• Task brief: Begin at the top of the following data. Copy each line exactly until you have copied the line containing "the wooden towel".

Natural-language object grounding data:

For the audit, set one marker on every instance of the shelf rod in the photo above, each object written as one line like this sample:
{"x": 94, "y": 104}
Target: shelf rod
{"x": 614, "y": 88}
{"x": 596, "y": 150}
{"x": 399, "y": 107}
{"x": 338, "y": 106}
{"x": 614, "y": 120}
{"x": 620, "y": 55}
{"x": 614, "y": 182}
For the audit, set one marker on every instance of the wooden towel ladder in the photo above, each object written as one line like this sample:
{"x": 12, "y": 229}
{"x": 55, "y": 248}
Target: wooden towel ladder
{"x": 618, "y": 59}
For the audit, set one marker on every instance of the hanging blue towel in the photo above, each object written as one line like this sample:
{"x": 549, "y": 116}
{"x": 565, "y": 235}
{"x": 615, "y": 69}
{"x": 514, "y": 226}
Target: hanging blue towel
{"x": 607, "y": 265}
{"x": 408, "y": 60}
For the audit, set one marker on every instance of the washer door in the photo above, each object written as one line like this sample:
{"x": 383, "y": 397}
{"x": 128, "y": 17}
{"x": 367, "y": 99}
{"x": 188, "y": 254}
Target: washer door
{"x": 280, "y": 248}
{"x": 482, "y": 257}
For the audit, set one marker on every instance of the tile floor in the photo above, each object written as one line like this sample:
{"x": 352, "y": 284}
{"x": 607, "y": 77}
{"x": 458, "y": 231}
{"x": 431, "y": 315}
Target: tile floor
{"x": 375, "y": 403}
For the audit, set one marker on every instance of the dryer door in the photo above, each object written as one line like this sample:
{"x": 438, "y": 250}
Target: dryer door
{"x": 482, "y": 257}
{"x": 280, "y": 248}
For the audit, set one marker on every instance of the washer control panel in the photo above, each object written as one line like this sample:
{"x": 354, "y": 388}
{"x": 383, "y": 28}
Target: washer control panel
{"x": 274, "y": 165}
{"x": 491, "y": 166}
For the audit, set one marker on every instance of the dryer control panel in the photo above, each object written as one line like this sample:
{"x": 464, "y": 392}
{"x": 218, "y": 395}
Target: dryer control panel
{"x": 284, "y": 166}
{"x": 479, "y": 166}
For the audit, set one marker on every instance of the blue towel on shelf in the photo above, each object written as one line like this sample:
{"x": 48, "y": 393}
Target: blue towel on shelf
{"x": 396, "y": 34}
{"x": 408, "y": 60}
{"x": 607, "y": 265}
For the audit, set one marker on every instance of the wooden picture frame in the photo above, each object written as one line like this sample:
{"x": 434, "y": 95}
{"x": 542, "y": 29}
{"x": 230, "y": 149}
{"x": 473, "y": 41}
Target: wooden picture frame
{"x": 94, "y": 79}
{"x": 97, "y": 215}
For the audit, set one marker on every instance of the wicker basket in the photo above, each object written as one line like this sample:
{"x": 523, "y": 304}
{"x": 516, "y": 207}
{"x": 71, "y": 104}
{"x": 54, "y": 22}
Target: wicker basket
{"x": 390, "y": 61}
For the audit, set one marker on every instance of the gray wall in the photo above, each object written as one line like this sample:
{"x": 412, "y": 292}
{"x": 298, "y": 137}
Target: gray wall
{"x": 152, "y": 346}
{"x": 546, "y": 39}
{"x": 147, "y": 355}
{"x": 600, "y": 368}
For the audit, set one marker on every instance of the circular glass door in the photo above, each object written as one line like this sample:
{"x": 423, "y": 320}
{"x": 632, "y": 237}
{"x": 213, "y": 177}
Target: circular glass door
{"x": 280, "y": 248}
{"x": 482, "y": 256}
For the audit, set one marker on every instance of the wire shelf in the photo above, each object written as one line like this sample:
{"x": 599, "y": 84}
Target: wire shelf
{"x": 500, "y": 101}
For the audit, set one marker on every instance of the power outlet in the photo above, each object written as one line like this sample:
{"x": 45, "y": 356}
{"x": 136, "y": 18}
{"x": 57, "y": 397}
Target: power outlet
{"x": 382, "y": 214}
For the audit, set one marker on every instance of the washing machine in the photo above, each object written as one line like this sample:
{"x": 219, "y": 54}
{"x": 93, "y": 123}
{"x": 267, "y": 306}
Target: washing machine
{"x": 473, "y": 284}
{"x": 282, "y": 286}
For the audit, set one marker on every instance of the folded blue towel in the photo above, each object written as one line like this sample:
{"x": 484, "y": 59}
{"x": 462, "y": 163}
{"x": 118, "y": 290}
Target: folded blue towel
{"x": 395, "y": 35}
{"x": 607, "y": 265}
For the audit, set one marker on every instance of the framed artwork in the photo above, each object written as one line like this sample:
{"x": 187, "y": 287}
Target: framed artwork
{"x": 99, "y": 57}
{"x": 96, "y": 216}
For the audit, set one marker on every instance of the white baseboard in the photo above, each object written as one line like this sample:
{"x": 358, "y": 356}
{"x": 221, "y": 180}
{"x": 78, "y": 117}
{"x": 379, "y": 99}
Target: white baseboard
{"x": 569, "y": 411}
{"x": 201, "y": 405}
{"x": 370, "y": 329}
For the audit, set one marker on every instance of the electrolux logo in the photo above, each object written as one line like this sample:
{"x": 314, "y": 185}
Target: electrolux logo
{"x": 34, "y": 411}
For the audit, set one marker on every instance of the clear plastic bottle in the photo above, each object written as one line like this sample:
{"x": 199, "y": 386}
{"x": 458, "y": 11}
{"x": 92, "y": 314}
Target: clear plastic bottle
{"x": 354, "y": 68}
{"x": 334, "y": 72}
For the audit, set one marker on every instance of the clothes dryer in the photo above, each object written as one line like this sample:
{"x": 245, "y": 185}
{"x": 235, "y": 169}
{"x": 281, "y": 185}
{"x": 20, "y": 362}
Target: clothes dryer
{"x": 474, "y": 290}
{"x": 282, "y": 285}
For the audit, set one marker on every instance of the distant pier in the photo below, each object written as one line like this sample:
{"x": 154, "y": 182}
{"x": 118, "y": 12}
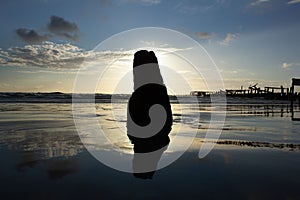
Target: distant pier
{"x": 268, "y": 92}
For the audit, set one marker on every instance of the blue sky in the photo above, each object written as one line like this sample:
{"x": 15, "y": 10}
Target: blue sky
{"x": 251, "y": 41}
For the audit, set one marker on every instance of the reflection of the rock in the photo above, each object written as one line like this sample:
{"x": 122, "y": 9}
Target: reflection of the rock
{"x": 148, "y": 130}
{"x": 146, "y": 157}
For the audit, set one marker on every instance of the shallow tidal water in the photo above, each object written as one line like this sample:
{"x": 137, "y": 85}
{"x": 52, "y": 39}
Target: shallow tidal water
{"x": 256, "y": 157}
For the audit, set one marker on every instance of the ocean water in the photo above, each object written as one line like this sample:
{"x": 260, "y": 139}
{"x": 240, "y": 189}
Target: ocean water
{"x": 42, "y": 157}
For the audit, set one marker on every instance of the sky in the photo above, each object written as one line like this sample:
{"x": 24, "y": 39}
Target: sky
{"x": 44, "y": 42}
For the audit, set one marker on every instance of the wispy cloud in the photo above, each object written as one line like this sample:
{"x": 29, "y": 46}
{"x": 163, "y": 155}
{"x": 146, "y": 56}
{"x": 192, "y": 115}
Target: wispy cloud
{"x": 287, "y": 65}
{"x": 56, "y": 27}
{"x": 57, "y": 57}
{"x": 204, "y": 35}
{"x": 293, "y": 1}
{"x": 258, "y": 2}
{"x": 61, "y": 27}
{"x": 47, "y": 55}
{"x": 31, "y": 36}
{"x": 141, "y": 2}
{"x": 229, "y": 37}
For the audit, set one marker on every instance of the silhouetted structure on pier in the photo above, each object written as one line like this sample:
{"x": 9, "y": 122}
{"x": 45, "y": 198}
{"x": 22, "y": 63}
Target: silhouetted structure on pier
{"x": 295, "y": 97}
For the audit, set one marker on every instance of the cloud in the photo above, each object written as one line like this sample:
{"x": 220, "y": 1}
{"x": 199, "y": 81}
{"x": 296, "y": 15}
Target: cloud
{"x": 146, "y": 2}
{"x": 293, "y": 1}
{"x": 31, "y": 36}
{"x": 65, "y": 57}
{"x": 286, "y": 65}
{"x": 63, "y": 28}
{"x": 204, "y": 35}
{"x": 229, "y": 37}
{"x": 258, "y": 2}
{"x": 47, "y": 55}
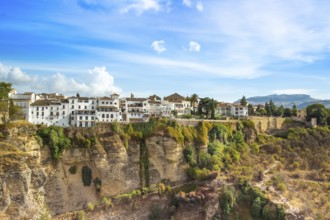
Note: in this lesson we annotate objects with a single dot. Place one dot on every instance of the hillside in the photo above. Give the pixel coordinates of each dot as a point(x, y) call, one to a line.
point(300, 100)
point(163, 170)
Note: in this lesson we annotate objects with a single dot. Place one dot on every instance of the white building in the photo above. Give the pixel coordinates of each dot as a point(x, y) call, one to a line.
point(50, 112)
point(135, 109)
point(82, 111)
point(23, 100)
point(231, 110)
point(107, 109)
point(178, 103)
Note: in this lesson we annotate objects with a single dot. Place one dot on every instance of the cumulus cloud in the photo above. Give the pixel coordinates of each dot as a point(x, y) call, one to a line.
point(98, 82)
point(15, 75)
point(140, 6)
point(194, 46)
point(199, 6)
point(95, 82)
point(158, 46)
point(187, 3)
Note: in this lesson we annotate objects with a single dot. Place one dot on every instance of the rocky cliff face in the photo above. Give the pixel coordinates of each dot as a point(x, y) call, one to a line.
point(28, 173)
point(22, 177)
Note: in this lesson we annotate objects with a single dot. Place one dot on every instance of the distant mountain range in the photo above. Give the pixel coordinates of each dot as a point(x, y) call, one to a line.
point(300, 100)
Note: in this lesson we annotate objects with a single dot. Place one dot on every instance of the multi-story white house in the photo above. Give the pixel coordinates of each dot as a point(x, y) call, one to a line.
point(135, 109)
point(107, 109)
point(50, 112)
point(231, 110)
point(23, 100)
point(178, 103)
point(82, 111)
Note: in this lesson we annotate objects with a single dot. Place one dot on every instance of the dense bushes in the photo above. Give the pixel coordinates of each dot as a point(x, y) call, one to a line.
point(86, 175)
point(54, 137)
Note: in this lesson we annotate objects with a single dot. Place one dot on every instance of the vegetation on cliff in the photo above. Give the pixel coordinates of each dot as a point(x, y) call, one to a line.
point(267, 174)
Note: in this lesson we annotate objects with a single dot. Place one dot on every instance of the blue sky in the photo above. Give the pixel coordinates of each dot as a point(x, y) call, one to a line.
point(217, 48)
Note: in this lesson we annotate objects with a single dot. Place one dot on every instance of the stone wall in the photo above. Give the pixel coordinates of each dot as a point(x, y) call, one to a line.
point(266, 124)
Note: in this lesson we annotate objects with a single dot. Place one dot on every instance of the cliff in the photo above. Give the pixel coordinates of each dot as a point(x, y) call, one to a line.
point(162, 170)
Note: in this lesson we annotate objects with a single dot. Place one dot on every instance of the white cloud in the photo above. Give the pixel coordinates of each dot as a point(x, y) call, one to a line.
point(15, 75)
point(187, 3)
point(158, 46)
point(95, 82)
point(199, 6)
point(292, 91)
point(98, 82)
point(140, 6)
point(194, 46)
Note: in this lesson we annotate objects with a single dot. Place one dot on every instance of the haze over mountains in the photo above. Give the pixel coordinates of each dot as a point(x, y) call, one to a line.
point(301, 100)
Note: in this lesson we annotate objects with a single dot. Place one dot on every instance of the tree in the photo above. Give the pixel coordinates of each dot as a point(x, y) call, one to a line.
point(279, 111)
point(8, 111)
point(287, 112)
point(194, 100)
point(250, 109)
point(205, 106)
point(294, 110)
point(243, 101)
point(317, 111)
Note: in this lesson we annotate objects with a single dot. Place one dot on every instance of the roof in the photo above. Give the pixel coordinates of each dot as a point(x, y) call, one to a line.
point(136, 99)
point(174, 97)
point(154, 98)
point(104, 98)
point(41, 102)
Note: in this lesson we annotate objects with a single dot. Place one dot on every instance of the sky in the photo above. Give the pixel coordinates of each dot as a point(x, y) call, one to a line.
point(222, 49)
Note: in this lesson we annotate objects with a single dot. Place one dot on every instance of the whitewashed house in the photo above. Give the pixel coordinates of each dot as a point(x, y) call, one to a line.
point(135, 109)
point(24, 101)
point(82, 111)
point(107, 109)
point(50, 112)
point(231, 110)
point(178, 103)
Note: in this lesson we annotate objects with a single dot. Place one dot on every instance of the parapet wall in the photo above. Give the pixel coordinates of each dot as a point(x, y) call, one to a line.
point(265, 124)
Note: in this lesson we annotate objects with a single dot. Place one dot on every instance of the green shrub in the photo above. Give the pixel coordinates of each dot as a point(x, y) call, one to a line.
point(86, 176)
point(73, 169)
point(81, 215)
point(227, 199)
point(97, 185)
point(54, 137)
point(107, 202)
point(90, 206)
point(155, 212)
point(256, 207)
point(188, 155)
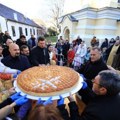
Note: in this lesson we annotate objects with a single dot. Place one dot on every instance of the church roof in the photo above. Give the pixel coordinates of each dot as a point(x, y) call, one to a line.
point(15, 16)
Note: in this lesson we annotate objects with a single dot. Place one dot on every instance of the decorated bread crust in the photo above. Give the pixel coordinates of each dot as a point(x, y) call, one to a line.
point(47, 80)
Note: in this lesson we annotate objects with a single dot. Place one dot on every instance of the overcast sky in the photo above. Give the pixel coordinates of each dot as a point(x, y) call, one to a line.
point(38, 8)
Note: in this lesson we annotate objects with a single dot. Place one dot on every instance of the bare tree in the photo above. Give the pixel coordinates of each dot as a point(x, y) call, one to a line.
point(56, 10)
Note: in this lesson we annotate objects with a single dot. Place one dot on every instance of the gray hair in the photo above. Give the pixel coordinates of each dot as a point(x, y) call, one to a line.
point(111, 81)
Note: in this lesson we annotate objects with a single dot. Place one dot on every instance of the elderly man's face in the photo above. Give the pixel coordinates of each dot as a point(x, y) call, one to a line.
point(15, 51)
point(25, 51)
point(95, 55)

• Expected output:
For the audit, set one marker on every instance of the shelf rod in the photo above, each object written as one line like this sample:
{"x": 94, "y": 104}
Target: shelf rod
{"x": 614, "y": 88}
{"x": 596, "y": 150}
{"x": 399, "y": 107}
{"x": 338, "y": 106}
{"x": 614, "y": 120}
{"x": 620, "y": 55}
{"x": 614, "y": 182}
For the audit, set one marker on every instance of the wooden towel ladder in the photo above, each object written as one line like this sample:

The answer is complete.